Bounding box annotation entries:
###

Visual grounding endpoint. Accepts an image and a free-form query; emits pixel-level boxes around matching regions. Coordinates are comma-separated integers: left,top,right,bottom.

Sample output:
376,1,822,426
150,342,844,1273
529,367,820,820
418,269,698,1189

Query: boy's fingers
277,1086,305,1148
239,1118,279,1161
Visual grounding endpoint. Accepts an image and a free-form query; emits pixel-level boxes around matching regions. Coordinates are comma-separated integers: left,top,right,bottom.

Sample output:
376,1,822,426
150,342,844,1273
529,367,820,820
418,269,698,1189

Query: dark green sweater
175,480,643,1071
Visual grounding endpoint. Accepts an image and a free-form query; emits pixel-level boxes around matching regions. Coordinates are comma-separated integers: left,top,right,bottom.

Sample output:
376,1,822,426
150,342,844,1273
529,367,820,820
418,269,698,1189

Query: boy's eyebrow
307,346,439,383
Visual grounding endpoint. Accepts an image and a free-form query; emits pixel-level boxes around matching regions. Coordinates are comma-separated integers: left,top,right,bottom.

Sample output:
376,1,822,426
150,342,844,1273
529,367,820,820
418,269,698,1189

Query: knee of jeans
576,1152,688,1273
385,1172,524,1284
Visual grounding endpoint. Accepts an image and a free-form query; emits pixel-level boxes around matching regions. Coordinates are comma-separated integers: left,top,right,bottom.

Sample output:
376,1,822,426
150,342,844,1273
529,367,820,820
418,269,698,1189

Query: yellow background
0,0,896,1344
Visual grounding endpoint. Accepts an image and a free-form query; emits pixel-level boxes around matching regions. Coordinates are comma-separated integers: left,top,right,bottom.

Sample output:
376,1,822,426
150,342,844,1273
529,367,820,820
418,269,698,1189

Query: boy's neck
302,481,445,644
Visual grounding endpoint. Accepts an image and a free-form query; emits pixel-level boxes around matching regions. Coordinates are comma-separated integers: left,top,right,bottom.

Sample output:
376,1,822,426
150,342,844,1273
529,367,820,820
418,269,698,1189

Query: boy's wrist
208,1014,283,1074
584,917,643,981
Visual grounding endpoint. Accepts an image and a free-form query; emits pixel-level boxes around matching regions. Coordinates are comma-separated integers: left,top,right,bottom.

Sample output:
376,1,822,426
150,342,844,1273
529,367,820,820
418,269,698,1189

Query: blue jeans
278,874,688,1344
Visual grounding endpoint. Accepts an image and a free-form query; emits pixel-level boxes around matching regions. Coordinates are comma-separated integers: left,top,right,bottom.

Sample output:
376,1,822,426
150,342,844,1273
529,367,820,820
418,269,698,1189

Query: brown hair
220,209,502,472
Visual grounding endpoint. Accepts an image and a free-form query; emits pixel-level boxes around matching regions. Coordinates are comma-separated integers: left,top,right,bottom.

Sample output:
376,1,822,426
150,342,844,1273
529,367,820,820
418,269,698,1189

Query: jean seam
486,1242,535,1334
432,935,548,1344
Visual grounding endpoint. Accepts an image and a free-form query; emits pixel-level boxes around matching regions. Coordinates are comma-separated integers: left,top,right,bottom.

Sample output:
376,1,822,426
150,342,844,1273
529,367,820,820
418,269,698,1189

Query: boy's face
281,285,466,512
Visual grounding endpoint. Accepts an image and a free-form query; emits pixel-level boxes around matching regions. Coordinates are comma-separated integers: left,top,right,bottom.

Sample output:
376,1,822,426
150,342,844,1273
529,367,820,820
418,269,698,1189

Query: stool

###

--- OBJECTIVE ---
Rewrite the stretch from the start of the material through the line containing "175,480,643,1071" as a JSON list of strings, with one string per line and blank lines left out.

--- RESULT OF THIS EXERCISE ---
[
  "Visual grounding endpoint. Accepts an image and a free-form query; emits pixel-level boxes around matching regions. Coordinates are comma-separated integers: left,top,right,bottom.",
  "Sample output:",
  "376,1,822,426",
  "150,342,844,1273",
  "529,367,820,820",
  "418,269,698,1189",
  "Query: boy's fingers",
  "277,1086,305,1148",
  "239,1118,279,1161",
  "Visual grounding endpoint. Accepts an image and a free-form query; emits pixel-level boxes around matching regions. Coordinates are comma-separated integers: left,top,right,bottom.",
  "Sample output:",
  "376,1,822,426",
  "150,342,844,1273",
  "529,367,820,820",
  "418,269,698,1189",
  "Query: dark green sweater",
  "175,480,643,1071"
]